→ **TASK**
Report, as a number alone, how many lines below contain the string "tabby".

================

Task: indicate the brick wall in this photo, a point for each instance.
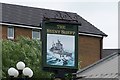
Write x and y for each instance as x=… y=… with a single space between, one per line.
x=89 y=50
x=89 y=47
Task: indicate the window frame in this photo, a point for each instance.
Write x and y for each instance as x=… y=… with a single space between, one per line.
x=36 y=31
x=8 y=31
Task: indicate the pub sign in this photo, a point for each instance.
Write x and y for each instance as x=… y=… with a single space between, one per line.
x=60 y=45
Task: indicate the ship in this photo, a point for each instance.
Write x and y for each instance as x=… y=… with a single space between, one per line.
x=57 y=48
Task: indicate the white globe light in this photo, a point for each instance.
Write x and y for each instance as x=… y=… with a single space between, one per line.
x=11 y=71
x=27 y=71
x=16 y=73
x=20 y=65
x=31 y=74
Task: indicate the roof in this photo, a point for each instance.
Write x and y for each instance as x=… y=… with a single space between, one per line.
x=31 y=16
x=107 y=52
x=105 y=68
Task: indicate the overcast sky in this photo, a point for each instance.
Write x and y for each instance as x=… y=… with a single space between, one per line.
x=101 y=13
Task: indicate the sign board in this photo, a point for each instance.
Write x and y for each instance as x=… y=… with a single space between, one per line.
x=60 y=46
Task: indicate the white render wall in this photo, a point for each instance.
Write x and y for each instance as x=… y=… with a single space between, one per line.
x=104 y=69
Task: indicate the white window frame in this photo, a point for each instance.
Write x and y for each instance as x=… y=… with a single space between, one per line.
x=37 y=31
x=10 y=37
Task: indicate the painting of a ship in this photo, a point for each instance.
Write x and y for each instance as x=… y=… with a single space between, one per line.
x=57 y=54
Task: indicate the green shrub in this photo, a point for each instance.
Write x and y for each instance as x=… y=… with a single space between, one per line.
x=26 y=50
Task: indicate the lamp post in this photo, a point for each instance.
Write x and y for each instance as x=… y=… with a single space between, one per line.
x=20 y=71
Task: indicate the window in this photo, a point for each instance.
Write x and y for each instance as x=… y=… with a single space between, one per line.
x=10 y=32
x=36 y=34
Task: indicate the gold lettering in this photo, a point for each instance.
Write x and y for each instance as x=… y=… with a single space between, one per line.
x=61 y=27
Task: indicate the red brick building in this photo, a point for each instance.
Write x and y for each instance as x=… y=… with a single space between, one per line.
x=26 y=21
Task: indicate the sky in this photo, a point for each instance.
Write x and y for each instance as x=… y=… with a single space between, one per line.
x=103 y=14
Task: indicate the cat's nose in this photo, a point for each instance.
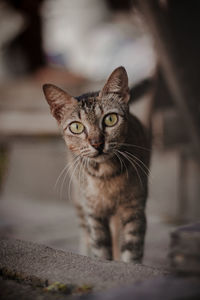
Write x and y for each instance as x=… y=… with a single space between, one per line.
x=96 y=143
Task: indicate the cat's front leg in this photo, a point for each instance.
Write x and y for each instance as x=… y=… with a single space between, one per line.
x=134 y=226
x=100 y=237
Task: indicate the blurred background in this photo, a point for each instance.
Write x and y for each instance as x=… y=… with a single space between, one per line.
x=76 y=45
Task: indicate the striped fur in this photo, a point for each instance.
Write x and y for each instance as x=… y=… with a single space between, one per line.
x=109 y=167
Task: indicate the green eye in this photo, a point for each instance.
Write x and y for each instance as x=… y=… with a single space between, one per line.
x=111 y=120
x=76 y=127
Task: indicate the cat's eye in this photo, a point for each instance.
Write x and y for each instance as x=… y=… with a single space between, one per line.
x=111 y=120
x=76 y=127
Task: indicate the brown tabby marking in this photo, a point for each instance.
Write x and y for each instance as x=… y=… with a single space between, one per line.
x=110 y=157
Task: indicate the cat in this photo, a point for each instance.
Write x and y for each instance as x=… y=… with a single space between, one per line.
x=110 y=151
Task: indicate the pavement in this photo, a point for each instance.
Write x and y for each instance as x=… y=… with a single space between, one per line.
x=30 y=208
x=32 y=211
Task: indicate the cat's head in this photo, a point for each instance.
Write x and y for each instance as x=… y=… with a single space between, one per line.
x=93 y=124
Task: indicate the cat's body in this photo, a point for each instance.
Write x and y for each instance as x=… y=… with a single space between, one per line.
x=110 y=153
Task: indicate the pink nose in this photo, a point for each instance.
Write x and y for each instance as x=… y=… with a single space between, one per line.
x=96 y=143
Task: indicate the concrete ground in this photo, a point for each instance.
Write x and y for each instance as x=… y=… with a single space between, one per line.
x=30 y=209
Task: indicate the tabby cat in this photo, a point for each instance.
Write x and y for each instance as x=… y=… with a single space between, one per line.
x=110 y=152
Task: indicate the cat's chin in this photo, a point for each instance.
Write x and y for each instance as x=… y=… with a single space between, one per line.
x=101 y=158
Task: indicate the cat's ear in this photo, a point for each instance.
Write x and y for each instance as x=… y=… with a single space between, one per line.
x=58 y=100
x=117 y=83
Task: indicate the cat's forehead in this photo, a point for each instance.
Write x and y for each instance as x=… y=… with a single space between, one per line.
x=91 y=107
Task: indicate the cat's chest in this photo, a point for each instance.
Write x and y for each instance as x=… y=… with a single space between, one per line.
x=104 y=195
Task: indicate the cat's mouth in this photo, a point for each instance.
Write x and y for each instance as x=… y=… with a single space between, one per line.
x=101 y=156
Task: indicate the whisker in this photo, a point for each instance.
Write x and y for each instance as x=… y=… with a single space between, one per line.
x=130 y=145
x=134 y=166
x=148 y=172
x=64 y=179
x=71 y=177
x=121 y=161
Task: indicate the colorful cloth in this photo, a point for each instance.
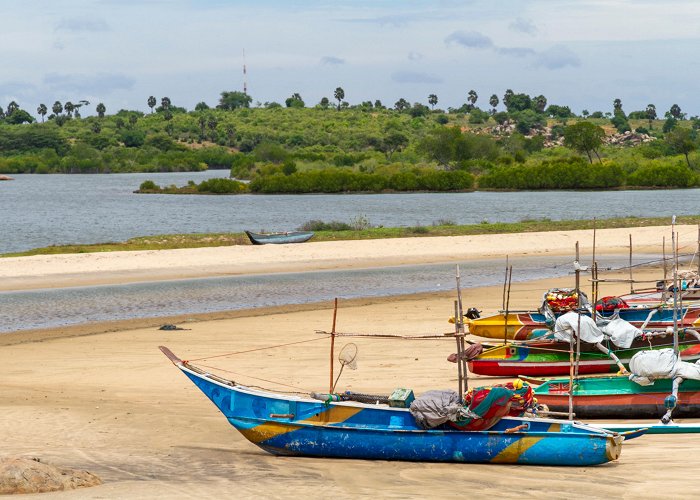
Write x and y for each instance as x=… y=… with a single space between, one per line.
x=610 y=304
x=487 y=405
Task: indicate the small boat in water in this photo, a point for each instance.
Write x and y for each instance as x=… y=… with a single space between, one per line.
x=279 y=238
x=551 y=358
x=290 y=425
x=618 y=397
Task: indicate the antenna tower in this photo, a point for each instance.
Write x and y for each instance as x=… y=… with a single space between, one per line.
x=245 y=76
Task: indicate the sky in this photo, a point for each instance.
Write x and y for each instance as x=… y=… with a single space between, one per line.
x=580 y=53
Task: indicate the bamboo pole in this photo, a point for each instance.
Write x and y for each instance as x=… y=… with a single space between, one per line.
x=674 y=243
x=332 y=357
x=664 y=293
x=631 y=280
x=460 y=309
x=593 y=264
x=594 y=274
x=505 y=281
x=505 y=323
x=460 y=353
x=578 y=307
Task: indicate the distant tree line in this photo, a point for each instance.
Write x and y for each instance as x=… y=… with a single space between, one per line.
x=334 y=146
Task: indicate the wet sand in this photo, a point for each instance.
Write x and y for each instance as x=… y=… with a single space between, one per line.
x=102 y=397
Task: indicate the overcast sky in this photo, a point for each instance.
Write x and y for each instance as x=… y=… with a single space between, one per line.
x=581 y=53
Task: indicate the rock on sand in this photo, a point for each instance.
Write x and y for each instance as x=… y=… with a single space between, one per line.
x=27 y=475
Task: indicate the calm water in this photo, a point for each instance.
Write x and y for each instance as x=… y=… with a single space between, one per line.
x=41 y=210
x=69 y=306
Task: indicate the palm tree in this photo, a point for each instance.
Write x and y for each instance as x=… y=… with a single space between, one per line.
x=493 y=101
x=651 y=113
x=540 y=103
x=42 y=110
x=675 y=111
x=152 y=103
x=212 y=123
x=472 y=97
x=339 y=95
x=11 y=108
x=507 y=96
x=432 y=100
x=401 y=104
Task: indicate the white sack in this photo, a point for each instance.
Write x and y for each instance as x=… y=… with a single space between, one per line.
x=567 y=325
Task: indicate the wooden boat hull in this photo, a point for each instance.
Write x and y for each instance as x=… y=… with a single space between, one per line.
x=531 y=325
x=619 y=397
x=279 y=238
x=293 y=426
x=546 y=359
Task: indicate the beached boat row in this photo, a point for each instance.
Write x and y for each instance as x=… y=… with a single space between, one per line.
x=655 y=348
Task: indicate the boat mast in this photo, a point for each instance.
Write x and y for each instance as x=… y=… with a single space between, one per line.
x=335 y=314
x=674 y=242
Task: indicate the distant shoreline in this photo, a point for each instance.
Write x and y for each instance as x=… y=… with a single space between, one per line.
x=91 y=269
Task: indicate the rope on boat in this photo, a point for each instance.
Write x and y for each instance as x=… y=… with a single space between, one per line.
x=300 y=389
x=258 y=349
x=429 y=336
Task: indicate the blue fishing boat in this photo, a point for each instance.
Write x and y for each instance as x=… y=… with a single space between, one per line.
x=279 y=238
x=297 y=426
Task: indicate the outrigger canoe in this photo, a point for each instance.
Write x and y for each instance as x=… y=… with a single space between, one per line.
x=528 y=325
x=619 y=397
x=551 y=358
x=298 y=426
x=279 y=238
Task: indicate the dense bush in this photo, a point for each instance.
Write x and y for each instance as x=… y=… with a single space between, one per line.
x=346 y=181
x=567 y=173
x=20 y=139
x=222 y=186
x=662 y=174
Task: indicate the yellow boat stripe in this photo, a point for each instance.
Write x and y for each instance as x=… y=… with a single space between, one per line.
x=334 y=415
x=268 y=430
x=511 y=454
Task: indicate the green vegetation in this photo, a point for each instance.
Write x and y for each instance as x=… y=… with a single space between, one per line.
x=358 y=229
x=335 y=146
x=210 y=186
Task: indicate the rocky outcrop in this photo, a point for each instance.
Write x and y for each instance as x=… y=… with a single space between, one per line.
x=30 y=475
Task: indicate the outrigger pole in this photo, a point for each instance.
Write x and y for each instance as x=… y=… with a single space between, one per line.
x=331 y=384
x=462 y=370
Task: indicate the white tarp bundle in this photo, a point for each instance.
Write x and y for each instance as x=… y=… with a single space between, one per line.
x=567 y=325
x=433 y=408
x=622 y=333
x=647 y=366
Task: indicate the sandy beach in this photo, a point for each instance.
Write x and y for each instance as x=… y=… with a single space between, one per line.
x=102 y=396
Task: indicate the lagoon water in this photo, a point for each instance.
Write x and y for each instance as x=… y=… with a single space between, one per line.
x=42 y=210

================

→ **RESPONSE FOR THIS EXERCISE**
2